● Given problem
Swap each "instance" in the listing below for "occurrence" and reproduce every other part unchanged. Leave out the pictures.

● Entries provided
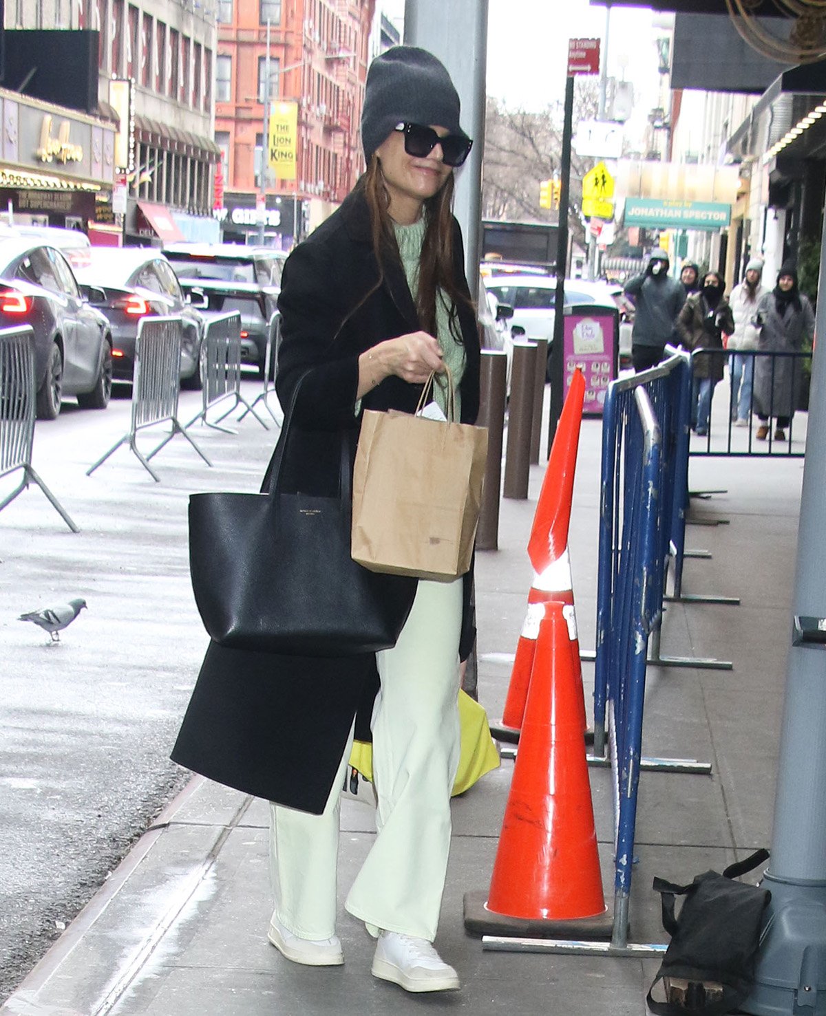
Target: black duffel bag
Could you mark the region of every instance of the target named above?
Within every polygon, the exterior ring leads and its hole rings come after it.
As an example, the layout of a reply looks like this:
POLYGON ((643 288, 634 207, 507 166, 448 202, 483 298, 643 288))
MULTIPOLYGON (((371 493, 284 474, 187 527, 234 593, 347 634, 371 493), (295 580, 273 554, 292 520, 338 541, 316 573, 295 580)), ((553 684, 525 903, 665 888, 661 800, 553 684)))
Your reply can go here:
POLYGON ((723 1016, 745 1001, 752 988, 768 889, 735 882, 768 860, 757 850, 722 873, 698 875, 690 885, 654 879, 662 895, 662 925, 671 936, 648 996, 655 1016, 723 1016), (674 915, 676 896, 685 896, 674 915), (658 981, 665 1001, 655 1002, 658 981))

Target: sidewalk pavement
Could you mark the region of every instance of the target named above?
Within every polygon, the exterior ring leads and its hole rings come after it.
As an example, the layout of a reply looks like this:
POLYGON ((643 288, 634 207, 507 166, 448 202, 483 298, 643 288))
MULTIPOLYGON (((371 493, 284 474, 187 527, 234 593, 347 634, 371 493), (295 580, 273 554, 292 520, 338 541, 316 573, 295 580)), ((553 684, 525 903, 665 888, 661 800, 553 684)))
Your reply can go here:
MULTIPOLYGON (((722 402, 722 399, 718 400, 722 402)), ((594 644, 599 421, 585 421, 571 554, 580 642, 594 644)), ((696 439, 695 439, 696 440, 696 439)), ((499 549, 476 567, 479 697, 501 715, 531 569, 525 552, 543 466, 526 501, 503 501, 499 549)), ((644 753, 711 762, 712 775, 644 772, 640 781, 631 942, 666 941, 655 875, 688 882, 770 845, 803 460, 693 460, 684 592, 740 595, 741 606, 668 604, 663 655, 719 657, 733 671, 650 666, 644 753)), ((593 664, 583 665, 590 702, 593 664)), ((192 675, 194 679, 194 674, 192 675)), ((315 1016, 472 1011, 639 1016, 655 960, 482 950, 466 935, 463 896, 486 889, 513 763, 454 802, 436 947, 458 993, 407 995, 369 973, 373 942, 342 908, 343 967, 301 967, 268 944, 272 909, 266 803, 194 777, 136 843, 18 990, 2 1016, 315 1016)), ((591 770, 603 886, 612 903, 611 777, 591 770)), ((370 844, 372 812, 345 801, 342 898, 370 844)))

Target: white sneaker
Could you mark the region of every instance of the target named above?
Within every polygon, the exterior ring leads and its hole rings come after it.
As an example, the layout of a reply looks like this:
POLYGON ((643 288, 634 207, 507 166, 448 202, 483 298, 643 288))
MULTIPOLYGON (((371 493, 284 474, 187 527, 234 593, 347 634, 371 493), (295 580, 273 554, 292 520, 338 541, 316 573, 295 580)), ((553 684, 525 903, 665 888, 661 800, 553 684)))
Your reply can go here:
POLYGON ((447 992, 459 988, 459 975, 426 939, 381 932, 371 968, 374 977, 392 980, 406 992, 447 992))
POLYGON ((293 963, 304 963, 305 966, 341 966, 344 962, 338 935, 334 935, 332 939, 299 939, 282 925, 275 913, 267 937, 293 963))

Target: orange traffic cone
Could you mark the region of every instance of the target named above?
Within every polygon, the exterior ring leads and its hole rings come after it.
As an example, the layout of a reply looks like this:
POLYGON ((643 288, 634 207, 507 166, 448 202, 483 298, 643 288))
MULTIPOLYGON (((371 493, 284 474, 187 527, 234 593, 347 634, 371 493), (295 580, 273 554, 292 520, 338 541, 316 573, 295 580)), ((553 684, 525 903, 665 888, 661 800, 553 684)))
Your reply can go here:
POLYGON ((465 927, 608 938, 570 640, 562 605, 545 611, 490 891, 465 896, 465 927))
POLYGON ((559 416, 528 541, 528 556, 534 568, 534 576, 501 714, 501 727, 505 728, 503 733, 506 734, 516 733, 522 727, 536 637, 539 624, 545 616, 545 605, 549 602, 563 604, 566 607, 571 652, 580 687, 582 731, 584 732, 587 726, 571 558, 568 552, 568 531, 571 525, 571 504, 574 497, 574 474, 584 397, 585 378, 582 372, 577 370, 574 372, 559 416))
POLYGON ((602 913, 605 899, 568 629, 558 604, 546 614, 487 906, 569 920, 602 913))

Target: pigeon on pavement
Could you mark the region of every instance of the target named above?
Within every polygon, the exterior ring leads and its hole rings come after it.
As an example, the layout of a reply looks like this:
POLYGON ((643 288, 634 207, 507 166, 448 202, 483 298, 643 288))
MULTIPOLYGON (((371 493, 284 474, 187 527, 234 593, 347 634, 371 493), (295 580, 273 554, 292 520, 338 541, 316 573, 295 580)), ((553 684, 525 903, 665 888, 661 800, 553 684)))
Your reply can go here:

● Finished task
Target: black duffel bag
Could you mark the region of every occurrence of the target named above?
Within every polygon, the exterior ring leads and its hole rings come after it.
As an example, the layout of a reply looks like this:
POLYGON ((643 288, 634 207, 507 166, 448 202, 483 298, 643 288))
MULTIPOLYGON (((371 493, 284 474, 187 527, 234 593, 347 634, 371 493), (295 580, 273 554, 292 520, 338 541, 316 573, 295 580)), ((553 684, 525 903, 665 888, 661 800, 553 684)))
Your reply can go here:
POLYGON ((723 1016, 745 1001, 752 988, 768 889, 735 882, 768 860, 757 850, 722 873, 698 875, 690 885, 654 879, 662 895, 662 925, 671 936, 648 996, 655 1016, 723 1016), (674 915, 676 896, 685 896, 674 915), (658 981, 665 1001, 655 1002, 658 981))

Target: sidewalk pavement
Could you mark the region of every occurrence of the target named above?
Within every polygon, the exterior ring leads and its hole rings come after it.
As an example, the layout of a reply looks like this:
POLYGON ((643 288, 634 207, 507 166, 448 202, 483 298, 643 288))
MULTIPOLYGON (((371 493, 284 474, 187 527, 234 593, 347 634, 371 493), (295 580, 273 554, 292 520, 338 541, 316 573, 295 580)), ((553 684, 525 903, 665 888, 661 800, 553 684)))
Your reply can go here:
MULTIPOLYGON (((722 402, 722 399, 718 400, 722 402)), ((594 644, 599 421, 585 421, 571 554, 580 642, 594 644)), ((696 439, 695 439, 696 440, 696 439)), ((499 549, 476 567, 479 697, 501 715, 531 569, 525 552, 543 466, 526 501, 503 501, 499 549)), ((644 753, 711 762, 712 775, 644 772, 640 781, 631 942, 666 941, 655 875, 688 882, 770 845, 803 460, 693 460, 684 592, 740 595, 741 606, 668 604, 663 655, 719 657, 733 671, 650 666, 644 753)), ((593 664, 583 665, 590 702, 593 664)), ((192 675, 194 679, 194 674, 192 675)), ((315 1016, 472 1011, 639 1016, 655 960, 482 950, 466 935, 463 896, 486 889, 513 763, 454 802, 436 947, 458 993, 407 995, 369 973, 373 942, 342 908, 343 967, 301 967, 268 944, 272 909, 266 803, 194 777, 136 843, 18 990, 2 1016, 315 1016)), ((591 770, 603 886, 612 903, 611 777, 591 770)), ((370 844, 372 812, 345 801, 342 898, 370 844)))

Target: white sneaker
Could you mark the region of every occurrence of the target named above?
Within every polygon, the exterior ring leads and its hole rings come after it.
As an example, the layout of a reply looks like this:
POLYGON ((643 288, 634 207, 507 166, 448 202, 483 298, 643 288))
MULTIPOLYGON (((371 493, 284 474, 187 527, 234 593, 347 634, 371 493), (295 580, 273 554, 292 520, 338 541, 316 573, 295 580)), ((553 684, 525 903, 665 888, 661 800, 553 684)))
Your reply can go here:
POLYGON ((447 992, 459 988, 459 975, 426 939, 381 932, 371 968, 374 977, 392 980, 406 992, 447 992))
POLYGON ((293 963, 304 963, 305 966, 341 966, 344 962, 338 935, 334 935, 332 939, 299 939, 282 925, 275 913, 267 937, 293 963))

Target: orange traffic cone
Could you mark the region of every occurrence of the target named above?
Within every polygon, the exterior ring leads and its hole rings come after it.
As an example, the layout of a reply looks like this:
POLYGON ((643 288, 634 207, 507 166, 448 202, 483 298, 643 288))
MULTIPOLYGON (((371 493, 284 474, 187 527, 234 593, 347 634, 371 493), (295 580, 273 554, 292 520, 338 541, 316 573, 295 580)), ((553 684, 525 903, 665 888, 661 800, 553 684)))
Your reply can go here:
POLYGON ((465 927, 608 938, 570 640, 562 605, 545 611, 490 891, 465 896, 465 927))
POLYGON ((559 416, 528 541, 528 556, 534 568, 534 576, 501 714, 501 727, 505 728, 503 733, 506 734, 516 733, 522 727, 536 637, 539 624, 545 616, 545 605, 549 602, 563 604, 566 607, 571 652, 580 687, 582 731, 584 732, 587 726, 571 558, 568 552, 568 531, 571 525, 571 504, 574 497, 574 474, 584 397, 585 378, 582 372, 577 370, 574 372, 559 416))
POLYGON ((602 913, 605 899, 568 629, 558 604, 546 614, 487 906, 569 920, 602 913))

Target: pigeon on pavement
Could you mark the region of every occurrence of the target named above?
Within every polygon, the exterior ring leads and its hole rings come after it.
As an example, the layout of a reply looks like this:
POLYGON ((643 288, 634 207, 507 166, 448 202, 483 298, 643 288))
MULTIPOLYGON (((371 493, 284 474, 187 527, 234 593, 347 634, 371 493), (295 580, 273 554, 292 520, 338 541, 316 573, 295 580)), ((553 684, 525 903, 665 888, 661 800, 553 684)))
Your reply can go here:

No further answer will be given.